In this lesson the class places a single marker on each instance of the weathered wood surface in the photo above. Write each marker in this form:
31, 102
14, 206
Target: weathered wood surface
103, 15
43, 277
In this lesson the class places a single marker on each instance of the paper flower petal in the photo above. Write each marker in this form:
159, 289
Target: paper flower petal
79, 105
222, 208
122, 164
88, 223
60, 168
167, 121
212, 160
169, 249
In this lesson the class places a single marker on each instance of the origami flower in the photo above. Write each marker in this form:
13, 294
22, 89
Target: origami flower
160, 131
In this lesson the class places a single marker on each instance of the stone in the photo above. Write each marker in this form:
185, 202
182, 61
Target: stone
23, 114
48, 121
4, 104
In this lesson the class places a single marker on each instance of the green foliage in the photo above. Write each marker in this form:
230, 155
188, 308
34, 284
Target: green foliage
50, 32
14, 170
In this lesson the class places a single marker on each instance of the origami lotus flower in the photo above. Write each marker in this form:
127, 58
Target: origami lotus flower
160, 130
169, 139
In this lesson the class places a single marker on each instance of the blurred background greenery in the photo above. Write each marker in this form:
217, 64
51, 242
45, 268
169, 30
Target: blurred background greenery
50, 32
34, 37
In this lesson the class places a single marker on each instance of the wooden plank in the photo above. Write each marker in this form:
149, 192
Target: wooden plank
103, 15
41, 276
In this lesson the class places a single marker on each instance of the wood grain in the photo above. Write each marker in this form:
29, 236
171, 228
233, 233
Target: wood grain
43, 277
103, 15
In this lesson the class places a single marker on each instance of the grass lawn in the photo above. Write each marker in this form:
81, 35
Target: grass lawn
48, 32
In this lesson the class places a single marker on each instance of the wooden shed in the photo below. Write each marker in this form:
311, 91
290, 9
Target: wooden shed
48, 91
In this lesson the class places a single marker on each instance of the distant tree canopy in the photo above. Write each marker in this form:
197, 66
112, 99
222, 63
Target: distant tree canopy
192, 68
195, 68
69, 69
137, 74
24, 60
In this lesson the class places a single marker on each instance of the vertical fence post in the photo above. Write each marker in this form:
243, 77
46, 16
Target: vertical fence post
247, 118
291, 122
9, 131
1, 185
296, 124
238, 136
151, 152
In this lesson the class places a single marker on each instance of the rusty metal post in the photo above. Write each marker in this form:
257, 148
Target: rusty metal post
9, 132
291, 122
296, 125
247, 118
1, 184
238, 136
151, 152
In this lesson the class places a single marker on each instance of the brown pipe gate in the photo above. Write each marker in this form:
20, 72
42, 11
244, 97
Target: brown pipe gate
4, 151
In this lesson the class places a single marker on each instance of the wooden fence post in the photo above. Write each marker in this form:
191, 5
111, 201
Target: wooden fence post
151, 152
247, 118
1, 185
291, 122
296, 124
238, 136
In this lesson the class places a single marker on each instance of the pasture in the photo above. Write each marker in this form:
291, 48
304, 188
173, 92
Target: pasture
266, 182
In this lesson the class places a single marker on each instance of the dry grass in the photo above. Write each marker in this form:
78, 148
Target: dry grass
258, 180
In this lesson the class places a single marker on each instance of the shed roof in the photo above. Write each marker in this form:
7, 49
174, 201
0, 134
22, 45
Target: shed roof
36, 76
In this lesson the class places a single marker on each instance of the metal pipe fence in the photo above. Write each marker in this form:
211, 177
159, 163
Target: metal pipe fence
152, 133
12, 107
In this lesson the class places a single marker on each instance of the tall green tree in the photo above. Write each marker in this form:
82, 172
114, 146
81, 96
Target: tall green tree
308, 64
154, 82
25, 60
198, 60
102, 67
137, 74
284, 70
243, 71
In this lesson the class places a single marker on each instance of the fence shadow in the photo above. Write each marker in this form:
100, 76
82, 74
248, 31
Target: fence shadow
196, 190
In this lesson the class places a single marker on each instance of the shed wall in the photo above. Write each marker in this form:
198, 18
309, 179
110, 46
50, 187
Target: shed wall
───
- _WHAT THE EXERCISE ASKS_:
Can you reproduce all of the lines above word for word, with nothing altered?

- _FULL SOLUTION_:
In this lesson the class places a single marker on each instance of the weathered wood surface in the photo above. Write each marker in this form:
31, 102
14, 206
Target: weathered wood surface
103, 15
43, 277
In this lesson the class places a single marker on each instance of the paper flower petal in the photo above. Write each marker in this form:
159, 289
Target: paper flower petal
79, 105
222, 208
122, 164
88, 223
60, 168
167, 121
212, 160
169, 249
In this lesson the class places a single marker on each instance of the origami flower in the photo above. Write each marker in this form:
13, 294
22, 89
Target: origami flower
160, 131
In this lesson the class places a single marker on each instance of the stone in the photo above. Write each marker in this form:
185, 202
182, 61
Target: stone
23, 114
48, 121
4, 104
In this lesson the class places a single marker on each instance of the green foliage in the photo above. Write each marker in this form:
230, 155
188, 308
34, 284
Target: green foliage
50, 32
14, 170
In this lesson the class places a single marker on each instance of the origami lotus flower in the photo above. Write each marker in this form:
127, 58
Target: origami lotus flower
160, 130
169, 139
In this lesson the class places a single marker on each instance of the blurred background greenery in the photo above. Write each marker in this form:
217, 64
51, 242
45, 268
169, 30
Target: blurred background greenery
50, 32
34, 37
In this lesson the class places a single marker on each instance of the wooden plank in the photo above. Write each marker in this form:
149, 192
Target: wooden plank
103, 15
41, 276
In this lesson the class places a single marker on each instance of the wood grain in the photo above. Write each marker in this form:
29, 236
171, 228
233, 233
Target: wood grain
43, 277
103, 15
In this lesson the class places a single marker on each instance of the grass lawn in the photo above. Write each marker in this form:
81, 35
Target: grass lawn
48, 32
In this lesson the class places a single marker on each instance of the wooden shed in the photo below. Write each marker in this form:
311, 91
290, 9
Target: wooden shed
48, 91
In this lesson the class places a single marker on each instance of the distant tree canopy in the photo above. Write each marker in this form:
197, 66
112, 99
222, 63
Target: distant tree canopy
192, 68
195, 68
69, 69
137, 74
24, 60
In this lesson the class places a single marker on each instance of the vertical fence post in the photo above. Write each marker in this form:
243, 77
46, 16
Target: vertical fence post
247, 118
291, 122
9, 131
1, 185
296, 124
238, 136
151, 152
In this lesson the class places a single marker on each instance of the rusty metal post in the photo above. Write each marker in this form:
257, 148
Target: rusty metal post
9, 132
291, 122
296, 125
247, 118
1, 184
238, 136
151, 152
In this lesson the class places a single marker on each instance of the brown pipe gate in the photo above. Write each marker in this form:
20, 72
42, 11
244, 97
Target: brown pipe gate
4, 151
In this lesson the class places a single marker on each instance of the wooden fence post in the photo above. Write each marker in this form:
191, 5
111, 201
Target: wooden fence post
151, 152
247, 118
1, 185
291, 122
296, 124
238, 136
In this lesson the class places a single marker on each instance of the pasture in the photo above. Write each marker in this form:
291, 48
304, 188
173, 92
Target: pasture
266, 182
In this lesson the class places a single marker on each instance of the dry grass in the photo above. Write each marker in this form:
78, 148
Target: dry grass
258, 180
In this lesson the class places a single marker on each instance of the shed roof in the photo above. Write each marker in this form:
7, 49
174, 201
0, 134
22, 45
Target: shed roof
36, 76
In this lesson the class places a single marker on each instance of the metal pipe fence in the photo above. Write each marker in this form:
211, 177
159, 163
Target: metal pipe fence
152, 133
12, 107
In this lesson the class places a single marker on each instance of the tall green tree in the photo above. Write each marker in this form:
82, 172
114, 146
81, 96
Target: tall green tree
308, 64
154, 82
25, 60
198, 60
102, 67
137, 74
284, 70
243, 71
In this lesson the class places a single marker on each instance of the fence shadow in the photo above. Write each marker in this form:
100, 76
82, 74
248, 31
Target: fence shadow
196, 190
In this lesson the class places a single marker on each instance of the shed wall in the photo above. Write each marker in this form:
198, 18
309, 179
110, 46
50, 187
Target: shed wall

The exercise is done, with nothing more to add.